> **Task set**:
A – In the coronavirus commentary below, reproduce the passage that begins at the words "For this reason, I" and stops after "being too complacent.", replacing "alarmed" with "concerned".
B – List the qualities of the new coronavirus that the commentary below names as particularly alarming.

As a dentist, I spent a lot of time in dental school in the lab. We learned about bacterial and viral pathogens, their sources, dangers, and treatments. Infection control is a part of every dental and medical practice.
For this reason, I am particularly alarmed at the rapidity, virulence, and contagiousness of the new novel coronavirus spreading around the globe.
As a people, and our government that is responsible for addressing such threats, we walk a line between calmly and rationally assessing the potential threat -- without fear or panic -- while simultaneously not overreacting or underreacting by being too complacent.
The task is made harder because to be truly vigilant and proactive, immediate travel restrictions would be imposed at the outset of a contagion. But in an era of globalization, such action has real economic costs to hotels, airlines and dozens of related businesses and industries.
The risk associated with acting too slowly or too deliberately is that the contagion is here among us and only after it has spread to a wide enough distribution do we act.
In my view, we should act quickly in imposing restrictions on travel into our country from the affected region. That includes airports and seaports.

> **Information shown**:
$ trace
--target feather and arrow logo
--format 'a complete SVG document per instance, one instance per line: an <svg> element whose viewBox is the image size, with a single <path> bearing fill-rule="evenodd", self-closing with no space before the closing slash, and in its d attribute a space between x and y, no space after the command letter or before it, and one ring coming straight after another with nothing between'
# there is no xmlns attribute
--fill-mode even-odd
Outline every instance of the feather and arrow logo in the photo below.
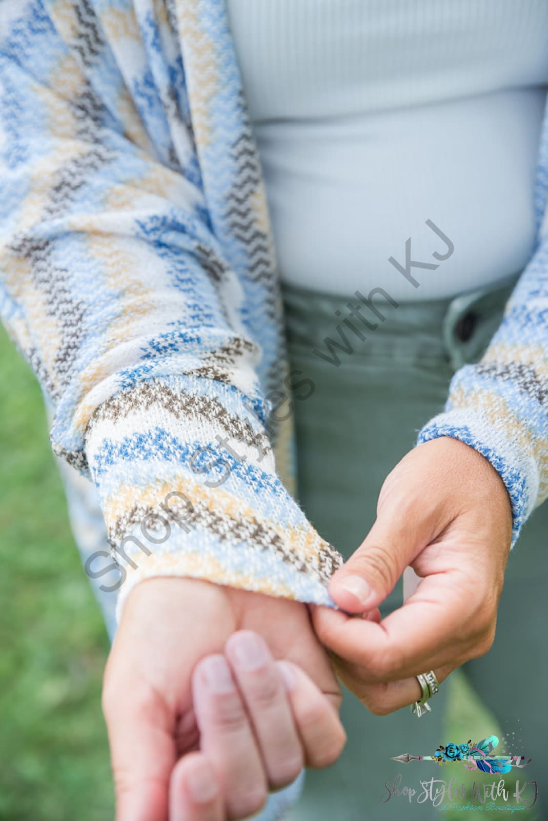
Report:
* * *
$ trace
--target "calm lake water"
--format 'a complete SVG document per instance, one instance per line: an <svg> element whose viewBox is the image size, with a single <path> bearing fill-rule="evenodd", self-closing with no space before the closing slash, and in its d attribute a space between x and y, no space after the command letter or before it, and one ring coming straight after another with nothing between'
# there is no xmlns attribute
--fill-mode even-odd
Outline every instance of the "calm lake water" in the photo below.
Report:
---
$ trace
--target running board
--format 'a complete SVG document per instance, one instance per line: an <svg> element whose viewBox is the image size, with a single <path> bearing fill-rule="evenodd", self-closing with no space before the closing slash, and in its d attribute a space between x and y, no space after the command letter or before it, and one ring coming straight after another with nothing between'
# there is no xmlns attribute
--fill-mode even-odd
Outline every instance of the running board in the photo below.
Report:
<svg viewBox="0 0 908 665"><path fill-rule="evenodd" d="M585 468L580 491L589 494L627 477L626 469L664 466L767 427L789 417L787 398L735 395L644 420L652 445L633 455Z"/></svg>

> **Answers for the exercise**:
A –
For this reason, I am particularly concerned at the rapidity, virulence, and contagiousness of the new novel coronavirus spreading around the globe.
As a people, and our government that is responsible for addressing such threats, we walk a line between calmly and rationally assessing the potential threat -- without fear or panic -- while simultaneously not overreacting or underreacting by being too complacent.

B –
- rapidity
- virulence
- contagiousness